>> Begin Records for the exercise

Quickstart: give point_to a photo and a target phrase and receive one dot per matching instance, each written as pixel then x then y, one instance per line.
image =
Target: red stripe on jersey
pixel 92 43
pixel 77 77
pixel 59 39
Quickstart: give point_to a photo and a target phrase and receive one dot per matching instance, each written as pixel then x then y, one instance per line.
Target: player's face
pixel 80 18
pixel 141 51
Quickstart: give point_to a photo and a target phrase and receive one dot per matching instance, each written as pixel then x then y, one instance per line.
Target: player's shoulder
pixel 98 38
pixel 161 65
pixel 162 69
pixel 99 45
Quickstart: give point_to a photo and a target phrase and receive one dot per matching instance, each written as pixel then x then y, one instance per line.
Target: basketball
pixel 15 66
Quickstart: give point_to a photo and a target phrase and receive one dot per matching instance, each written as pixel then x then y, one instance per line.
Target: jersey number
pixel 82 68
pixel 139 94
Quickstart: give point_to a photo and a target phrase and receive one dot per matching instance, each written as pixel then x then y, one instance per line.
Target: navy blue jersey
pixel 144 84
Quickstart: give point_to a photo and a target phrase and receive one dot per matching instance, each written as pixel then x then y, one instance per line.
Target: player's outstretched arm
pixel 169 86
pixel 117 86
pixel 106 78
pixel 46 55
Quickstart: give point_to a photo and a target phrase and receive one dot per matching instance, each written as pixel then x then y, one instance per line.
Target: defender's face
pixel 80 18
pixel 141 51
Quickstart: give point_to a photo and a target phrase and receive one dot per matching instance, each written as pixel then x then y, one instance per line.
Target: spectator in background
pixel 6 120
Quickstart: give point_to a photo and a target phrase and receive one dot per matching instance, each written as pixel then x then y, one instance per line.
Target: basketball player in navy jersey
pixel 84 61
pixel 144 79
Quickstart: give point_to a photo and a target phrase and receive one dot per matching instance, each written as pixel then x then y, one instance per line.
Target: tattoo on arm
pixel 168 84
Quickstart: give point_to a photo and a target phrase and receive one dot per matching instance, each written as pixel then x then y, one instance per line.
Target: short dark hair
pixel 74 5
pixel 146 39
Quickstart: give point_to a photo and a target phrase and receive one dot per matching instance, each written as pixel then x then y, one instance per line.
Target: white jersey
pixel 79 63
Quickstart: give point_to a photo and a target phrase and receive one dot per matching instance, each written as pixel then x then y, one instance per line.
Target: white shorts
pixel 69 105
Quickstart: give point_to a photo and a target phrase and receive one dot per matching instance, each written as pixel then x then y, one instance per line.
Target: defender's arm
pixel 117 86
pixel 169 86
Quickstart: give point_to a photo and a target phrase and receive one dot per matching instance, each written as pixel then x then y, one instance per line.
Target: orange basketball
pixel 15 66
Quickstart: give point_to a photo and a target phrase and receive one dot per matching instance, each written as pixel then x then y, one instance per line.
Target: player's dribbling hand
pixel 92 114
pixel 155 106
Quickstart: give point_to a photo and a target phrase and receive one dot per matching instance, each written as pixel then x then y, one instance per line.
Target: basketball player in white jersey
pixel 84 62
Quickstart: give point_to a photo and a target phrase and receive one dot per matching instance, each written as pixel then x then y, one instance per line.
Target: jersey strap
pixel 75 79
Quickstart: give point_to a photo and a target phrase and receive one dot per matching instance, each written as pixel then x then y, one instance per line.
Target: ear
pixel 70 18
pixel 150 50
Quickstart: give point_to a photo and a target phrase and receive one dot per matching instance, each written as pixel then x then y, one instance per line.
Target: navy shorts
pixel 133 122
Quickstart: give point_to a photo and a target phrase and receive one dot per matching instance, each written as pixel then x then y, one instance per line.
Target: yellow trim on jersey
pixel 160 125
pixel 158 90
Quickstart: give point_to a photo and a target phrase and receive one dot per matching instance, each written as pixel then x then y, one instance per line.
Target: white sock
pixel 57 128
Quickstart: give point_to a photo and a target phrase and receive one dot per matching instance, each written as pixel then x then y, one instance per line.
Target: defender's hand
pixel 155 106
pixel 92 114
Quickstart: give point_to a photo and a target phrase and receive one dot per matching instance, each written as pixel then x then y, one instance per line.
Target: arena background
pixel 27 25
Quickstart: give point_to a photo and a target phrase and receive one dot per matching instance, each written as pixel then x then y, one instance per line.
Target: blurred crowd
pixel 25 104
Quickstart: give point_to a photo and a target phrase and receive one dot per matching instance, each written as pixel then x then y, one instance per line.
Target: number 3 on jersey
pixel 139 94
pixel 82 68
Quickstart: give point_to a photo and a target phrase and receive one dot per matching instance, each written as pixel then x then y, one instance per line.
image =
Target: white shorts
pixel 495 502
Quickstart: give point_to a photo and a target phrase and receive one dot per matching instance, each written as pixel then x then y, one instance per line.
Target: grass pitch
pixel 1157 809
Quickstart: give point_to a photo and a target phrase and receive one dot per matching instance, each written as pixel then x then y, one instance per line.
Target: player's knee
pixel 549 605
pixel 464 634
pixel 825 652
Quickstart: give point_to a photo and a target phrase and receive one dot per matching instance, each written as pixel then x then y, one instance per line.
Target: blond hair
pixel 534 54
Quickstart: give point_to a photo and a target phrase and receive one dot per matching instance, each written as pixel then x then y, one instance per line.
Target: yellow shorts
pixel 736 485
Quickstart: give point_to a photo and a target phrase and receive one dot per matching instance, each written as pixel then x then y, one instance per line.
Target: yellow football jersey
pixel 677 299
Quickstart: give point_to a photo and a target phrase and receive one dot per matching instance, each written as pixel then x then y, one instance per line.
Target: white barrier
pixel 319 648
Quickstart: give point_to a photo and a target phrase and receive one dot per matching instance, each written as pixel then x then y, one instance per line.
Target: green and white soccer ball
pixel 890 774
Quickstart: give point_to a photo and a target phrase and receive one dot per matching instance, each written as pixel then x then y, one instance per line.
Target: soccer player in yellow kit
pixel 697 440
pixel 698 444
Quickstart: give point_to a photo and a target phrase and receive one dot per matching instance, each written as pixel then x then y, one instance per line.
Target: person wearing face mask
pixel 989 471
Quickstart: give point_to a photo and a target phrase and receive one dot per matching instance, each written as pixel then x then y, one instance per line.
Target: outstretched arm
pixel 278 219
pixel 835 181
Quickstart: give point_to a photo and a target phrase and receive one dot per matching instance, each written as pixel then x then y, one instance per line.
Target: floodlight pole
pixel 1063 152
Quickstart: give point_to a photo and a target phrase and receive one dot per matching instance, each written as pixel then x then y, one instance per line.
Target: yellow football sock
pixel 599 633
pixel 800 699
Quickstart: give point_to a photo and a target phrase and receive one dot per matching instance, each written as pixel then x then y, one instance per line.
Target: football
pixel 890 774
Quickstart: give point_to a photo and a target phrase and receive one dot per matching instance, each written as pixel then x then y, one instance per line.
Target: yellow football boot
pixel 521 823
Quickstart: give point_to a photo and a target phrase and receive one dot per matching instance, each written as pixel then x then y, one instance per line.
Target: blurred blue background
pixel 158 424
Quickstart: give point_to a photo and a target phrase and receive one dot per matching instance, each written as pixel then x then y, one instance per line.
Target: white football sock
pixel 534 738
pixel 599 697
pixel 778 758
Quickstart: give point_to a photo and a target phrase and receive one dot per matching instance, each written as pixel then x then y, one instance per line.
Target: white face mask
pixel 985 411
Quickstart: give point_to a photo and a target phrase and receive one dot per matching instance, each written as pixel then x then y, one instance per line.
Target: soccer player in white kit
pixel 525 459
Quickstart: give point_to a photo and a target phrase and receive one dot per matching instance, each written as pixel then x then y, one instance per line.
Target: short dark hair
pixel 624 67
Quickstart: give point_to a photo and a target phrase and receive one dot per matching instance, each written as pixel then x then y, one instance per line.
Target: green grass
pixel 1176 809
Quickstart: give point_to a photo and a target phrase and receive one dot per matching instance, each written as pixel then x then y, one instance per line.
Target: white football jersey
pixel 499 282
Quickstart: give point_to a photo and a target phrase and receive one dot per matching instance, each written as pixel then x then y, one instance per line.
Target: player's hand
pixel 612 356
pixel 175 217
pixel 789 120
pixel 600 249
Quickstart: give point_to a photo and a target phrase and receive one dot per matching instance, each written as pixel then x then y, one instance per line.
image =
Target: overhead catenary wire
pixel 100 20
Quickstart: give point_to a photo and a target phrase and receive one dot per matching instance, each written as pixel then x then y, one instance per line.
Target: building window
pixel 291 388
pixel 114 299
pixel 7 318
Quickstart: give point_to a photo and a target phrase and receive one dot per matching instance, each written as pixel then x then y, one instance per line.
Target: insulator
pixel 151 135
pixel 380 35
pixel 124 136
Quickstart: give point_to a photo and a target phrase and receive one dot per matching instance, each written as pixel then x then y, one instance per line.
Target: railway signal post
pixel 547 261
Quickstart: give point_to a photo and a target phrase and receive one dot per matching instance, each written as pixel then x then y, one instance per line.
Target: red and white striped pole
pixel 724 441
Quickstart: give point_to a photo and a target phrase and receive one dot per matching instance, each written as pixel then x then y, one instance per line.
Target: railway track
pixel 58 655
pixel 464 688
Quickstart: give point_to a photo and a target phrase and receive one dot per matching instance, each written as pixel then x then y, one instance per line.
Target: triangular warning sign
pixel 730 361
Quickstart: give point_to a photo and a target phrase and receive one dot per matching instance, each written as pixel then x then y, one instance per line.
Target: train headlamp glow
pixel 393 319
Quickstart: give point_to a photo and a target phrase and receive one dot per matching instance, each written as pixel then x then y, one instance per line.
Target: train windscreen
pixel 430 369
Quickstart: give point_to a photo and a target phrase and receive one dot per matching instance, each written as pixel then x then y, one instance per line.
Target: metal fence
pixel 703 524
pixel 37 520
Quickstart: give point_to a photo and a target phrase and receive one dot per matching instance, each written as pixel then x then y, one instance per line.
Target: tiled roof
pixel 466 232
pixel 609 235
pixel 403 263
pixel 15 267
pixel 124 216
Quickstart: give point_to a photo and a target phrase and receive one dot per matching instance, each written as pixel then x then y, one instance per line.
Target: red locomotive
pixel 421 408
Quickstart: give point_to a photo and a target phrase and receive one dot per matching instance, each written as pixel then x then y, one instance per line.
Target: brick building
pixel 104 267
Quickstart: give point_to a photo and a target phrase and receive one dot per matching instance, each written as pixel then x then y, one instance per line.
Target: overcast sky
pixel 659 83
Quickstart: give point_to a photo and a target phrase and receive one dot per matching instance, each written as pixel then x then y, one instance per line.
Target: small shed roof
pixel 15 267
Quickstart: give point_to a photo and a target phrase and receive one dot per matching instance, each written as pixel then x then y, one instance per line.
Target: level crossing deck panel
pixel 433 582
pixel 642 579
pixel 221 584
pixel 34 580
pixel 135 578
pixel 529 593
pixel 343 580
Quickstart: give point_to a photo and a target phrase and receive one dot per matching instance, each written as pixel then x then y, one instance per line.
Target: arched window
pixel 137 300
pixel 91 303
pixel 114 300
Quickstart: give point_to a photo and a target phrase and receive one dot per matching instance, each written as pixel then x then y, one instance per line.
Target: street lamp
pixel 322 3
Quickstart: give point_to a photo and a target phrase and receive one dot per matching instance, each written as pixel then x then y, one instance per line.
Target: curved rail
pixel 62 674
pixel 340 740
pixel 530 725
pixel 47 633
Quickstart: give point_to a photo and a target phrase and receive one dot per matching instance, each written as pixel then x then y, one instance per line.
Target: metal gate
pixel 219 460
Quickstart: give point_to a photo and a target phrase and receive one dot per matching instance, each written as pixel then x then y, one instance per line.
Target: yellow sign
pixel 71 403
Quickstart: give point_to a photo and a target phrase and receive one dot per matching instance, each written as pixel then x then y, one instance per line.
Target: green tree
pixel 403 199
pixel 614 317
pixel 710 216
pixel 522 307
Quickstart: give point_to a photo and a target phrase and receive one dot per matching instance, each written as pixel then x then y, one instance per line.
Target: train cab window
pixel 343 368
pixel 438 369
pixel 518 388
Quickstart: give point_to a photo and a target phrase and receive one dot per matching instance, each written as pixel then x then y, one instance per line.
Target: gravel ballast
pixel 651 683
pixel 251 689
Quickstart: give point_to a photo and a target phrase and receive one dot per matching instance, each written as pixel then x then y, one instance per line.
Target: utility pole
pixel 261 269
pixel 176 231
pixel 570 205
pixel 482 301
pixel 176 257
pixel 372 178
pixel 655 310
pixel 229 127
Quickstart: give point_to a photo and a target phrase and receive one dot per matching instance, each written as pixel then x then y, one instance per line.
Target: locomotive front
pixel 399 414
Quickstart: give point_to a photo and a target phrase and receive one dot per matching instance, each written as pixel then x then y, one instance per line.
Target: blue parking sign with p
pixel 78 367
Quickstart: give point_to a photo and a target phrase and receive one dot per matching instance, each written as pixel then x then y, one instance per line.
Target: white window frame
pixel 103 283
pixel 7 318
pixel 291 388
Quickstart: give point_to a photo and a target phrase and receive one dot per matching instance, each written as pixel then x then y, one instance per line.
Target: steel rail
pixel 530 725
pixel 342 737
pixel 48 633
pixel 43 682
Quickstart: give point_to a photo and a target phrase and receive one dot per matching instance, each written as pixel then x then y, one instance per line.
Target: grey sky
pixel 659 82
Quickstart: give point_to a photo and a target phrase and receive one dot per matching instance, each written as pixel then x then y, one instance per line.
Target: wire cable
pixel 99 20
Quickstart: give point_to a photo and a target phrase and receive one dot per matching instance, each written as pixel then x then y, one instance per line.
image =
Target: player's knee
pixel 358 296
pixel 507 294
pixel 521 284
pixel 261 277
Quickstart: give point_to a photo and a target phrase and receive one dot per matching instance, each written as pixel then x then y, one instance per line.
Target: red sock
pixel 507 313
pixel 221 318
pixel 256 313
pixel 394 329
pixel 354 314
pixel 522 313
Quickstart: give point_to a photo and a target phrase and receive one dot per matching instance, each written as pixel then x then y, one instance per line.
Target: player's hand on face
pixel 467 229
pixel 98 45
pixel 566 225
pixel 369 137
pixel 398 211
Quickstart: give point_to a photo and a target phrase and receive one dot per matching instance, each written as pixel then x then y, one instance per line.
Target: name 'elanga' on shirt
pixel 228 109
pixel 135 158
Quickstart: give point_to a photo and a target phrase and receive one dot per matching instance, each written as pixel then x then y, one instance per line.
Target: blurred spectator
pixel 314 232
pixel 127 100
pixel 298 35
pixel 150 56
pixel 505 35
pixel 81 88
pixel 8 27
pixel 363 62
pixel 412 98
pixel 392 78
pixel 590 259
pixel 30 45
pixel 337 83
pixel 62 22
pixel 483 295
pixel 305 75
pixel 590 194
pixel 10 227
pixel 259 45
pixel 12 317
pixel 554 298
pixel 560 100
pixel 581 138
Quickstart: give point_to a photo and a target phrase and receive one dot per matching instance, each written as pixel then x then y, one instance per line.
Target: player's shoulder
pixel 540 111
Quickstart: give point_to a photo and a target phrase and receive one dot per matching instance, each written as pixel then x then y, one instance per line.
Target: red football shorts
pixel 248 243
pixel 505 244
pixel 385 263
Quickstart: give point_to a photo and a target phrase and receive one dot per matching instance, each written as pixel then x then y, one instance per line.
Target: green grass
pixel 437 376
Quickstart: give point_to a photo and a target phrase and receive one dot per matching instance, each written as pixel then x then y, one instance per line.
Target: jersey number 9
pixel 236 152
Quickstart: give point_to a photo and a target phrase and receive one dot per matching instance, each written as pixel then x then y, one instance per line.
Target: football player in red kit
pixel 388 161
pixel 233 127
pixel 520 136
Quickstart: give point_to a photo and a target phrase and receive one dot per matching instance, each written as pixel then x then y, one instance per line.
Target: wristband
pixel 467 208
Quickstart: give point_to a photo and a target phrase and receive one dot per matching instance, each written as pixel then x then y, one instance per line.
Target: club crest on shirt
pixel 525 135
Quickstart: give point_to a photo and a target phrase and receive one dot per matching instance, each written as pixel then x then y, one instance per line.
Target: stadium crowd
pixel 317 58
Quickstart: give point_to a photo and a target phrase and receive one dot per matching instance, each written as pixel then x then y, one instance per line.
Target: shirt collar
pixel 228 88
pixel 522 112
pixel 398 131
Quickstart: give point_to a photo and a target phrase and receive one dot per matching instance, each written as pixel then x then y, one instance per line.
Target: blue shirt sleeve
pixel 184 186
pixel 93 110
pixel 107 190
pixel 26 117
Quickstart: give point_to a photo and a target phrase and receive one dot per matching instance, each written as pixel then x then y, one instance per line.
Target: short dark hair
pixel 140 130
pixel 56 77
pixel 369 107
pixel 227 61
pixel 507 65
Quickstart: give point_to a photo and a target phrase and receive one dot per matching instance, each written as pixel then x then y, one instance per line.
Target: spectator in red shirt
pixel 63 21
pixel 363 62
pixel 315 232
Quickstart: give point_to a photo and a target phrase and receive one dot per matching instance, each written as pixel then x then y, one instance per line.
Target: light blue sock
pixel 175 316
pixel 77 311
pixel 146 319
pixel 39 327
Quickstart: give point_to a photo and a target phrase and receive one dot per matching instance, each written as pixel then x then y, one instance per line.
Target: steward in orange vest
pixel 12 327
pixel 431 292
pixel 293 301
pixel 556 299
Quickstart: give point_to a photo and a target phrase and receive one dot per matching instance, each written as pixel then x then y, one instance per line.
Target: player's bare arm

>> End Records for the exercise

_Stated exercise_
Can you echo back, word for word, every line from the start of the listing through the line holding "pixel 144 79", including that line?

_In response_
Quickstart: give point_to a photo and a target phrase and receive one dot per matching instance, each written as pixel then x then y, one instance per line.
image =
Target: red stripe on jersey
pixel 92 43
pixel 77 77
pixel 59 39
Quickstart: give point_to a photo and a target phrase and receive one dot per matching instance, each written as pixel then x then y, one instance per line.
Target: player's face
pixel 80 18
pixel 141 51
Quickstart: give point_to a photo and a target phrase and receive one dot per matching instance, each written as pixel then x then y, one instance per line.
Target: player's shoulder
pixel 98 38
pixel 161 65
pixel 162 69
pixel 99 45
Quickstart: give point_to a photo and a target phrase and receive one dot per matching instance, each written as pixel then x then y, one instance per line.
Target: basketball
pixel 15 66
Quickstart: give point_to a photo and a target phrase and receive one dot per matching instance, each written as pixel then x then y, one instance per line.
Target: jersey number
pixel 82 68
pixel 139 94
Quickstart: give point_to a photo and a target phrase and receive one dot per matching instance, each written as pixel then x then y, one instance per line.
Target: navy blue jersey
pixel 144 84
Quickstart: give point_to a photo and a target phrase and receive one dot per matching instance, each written as pixel then x then y, one instance per line.
Target: player's outstretched arm
pixel 169 86
pixel 117 86
pixel 106 78
pixel 46 55
Quickstart: give point_to a photo and a target phrase and receive one dot per matching instance, each written as pixel then x then y, one instance per line.
Target: defender's face
pixel 80 18
pixel 141 51
Quickstart: give point_to a photo and a target phrase and receive one dot per matching instance, each written as pixel then x then y, one instance per line.
Target: spectator in background
pixel 6 120
Quickstart: give point_to a photo and a target phrase and receive one dot per matching instance, each written as pixel then x then y, one instance per line.
Target: basketball player in navy jersey
pixel 84 61
pixel 144 79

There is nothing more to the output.